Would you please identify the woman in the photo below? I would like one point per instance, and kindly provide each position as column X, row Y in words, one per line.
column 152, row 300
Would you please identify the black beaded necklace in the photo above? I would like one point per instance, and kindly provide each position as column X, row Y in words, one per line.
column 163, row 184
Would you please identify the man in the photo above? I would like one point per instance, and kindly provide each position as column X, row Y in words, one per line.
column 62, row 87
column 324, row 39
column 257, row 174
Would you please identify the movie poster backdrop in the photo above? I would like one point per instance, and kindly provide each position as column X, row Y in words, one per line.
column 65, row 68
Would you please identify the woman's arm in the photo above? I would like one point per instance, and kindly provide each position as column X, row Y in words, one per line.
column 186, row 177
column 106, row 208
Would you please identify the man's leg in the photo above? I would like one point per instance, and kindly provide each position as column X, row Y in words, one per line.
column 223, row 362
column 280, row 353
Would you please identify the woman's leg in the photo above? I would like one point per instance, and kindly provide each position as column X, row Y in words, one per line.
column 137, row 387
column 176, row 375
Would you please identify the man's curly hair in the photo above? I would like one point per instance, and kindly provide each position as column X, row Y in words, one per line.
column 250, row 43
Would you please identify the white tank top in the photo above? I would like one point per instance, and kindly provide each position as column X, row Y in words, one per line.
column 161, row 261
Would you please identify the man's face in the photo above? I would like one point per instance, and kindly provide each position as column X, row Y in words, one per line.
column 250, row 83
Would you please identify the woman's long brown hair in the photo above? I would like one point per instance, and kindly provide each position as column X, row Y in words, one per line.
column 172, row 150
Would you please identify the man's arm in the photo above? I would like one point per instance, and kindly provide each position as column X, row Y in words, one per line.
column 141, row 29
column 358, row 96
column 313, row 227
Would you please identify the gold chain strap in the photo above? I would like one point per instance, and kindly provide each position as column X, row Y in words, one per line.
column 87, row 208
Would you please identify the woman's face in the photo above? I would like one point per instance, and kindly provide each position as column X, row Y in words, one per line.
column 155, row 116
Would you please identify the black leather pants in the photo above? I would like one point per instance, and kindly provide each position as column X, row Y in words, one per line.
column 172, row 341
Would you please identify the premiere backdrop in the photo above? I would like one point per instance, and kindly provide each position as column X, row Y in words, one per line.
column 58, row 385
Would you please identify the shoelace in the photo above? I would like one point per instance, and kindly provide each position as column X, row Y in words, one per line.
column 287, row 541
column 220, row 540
::::::::
Using the data above, return each line exactly as written.

Would you please identify the woman in the photo below? I would like one point per instance, and kindly provide each position as column X, row Y in words, one per line.
column 152, row 300
Would you please identify the black beaded necklace in the photo above? I would like one point per instance, and kindly provide each position as column X, row Y in words, one per line.
column 163, row 184
Would you please identify the man in the photo above? I would like one point per instance, and kindly provide each position as column X, row Y in words, one per line.
column 62, row 87
column 324, row 39
column 257, row 174
Would you please identify the movie poster backdrop in the photo above? I would like one point per instance, and kindly provide each position as column X, row Y in words, one per line.
column 65, row 68
Would you please identify the woman's arm in the photo above? I would like one point per instance, and kindly provide each position as column X, row Y in words, one per line.
column 186, row 177
column 106, row 208
Would you please identify the man's leg in the photo above? I would like one point per instance, and kindly provide each position as column X, row Y in words, one per line.
column 223, row 362
column 280, row 353
Would you please identify the woman's leg in the photo above? I would like one point per instance, and kindly provide each position as column X, row Y in words, one per line.
column 137, row 387
column 176, row 375
Would you please identify the man's curly hair in the photo above? I would like one point per instance, and kindly provide each position as column X, row Y in words, one per line.
column 250, row 43
Would you please identify the white tank top in the photo above? I would like one point per instance, and kindly provide each position as column X, row Y in words, one per line.
column 161, row 261
Would you please identify the man's face in the photo above? I would like one point per instance, and kindly provide each position as column X, row Y in words, one per line.
column 250, row 83
Would you please identify the woman's long brown hair in the photo above? I would like one point per instance, and kindly provide each position as column X, row Y in words, one per line.
column 172, row 150
Would you please identify the man's arm in the photo above? I would like one point per instance, and kindly provide each position as column X, row Y in words, one per line.
column 141, row 29
column 358, row 96
column 313, row 227
Would you please identify the gold chain strap in the photo above? I would like one point per instance, and kindly provide each position as column X, row Y in words, one per line.
column 87, row 208
Would you please identify the woman's face in the photo above? I would like one point per instance, and kindly provide each position as column X, row Y in words, one per line.
column 155, row 116
Would you please identify the black leather pants in the photo above? I would like one point per instance, and kindly provide each position as column X, row Y in words, one per line.
column 172, row 341
Would you please identify the premiere backdrop in the photo above? I would like one point per instance, and kindly provide each position as column X, row Y in words, one per line.
column 58, row 385
Would you please identify the shoelace in the photo above? I would like one point per instance, and kindly provide each position as column X, row Y in words, one per line.
column 287, row 541
column 220, row 540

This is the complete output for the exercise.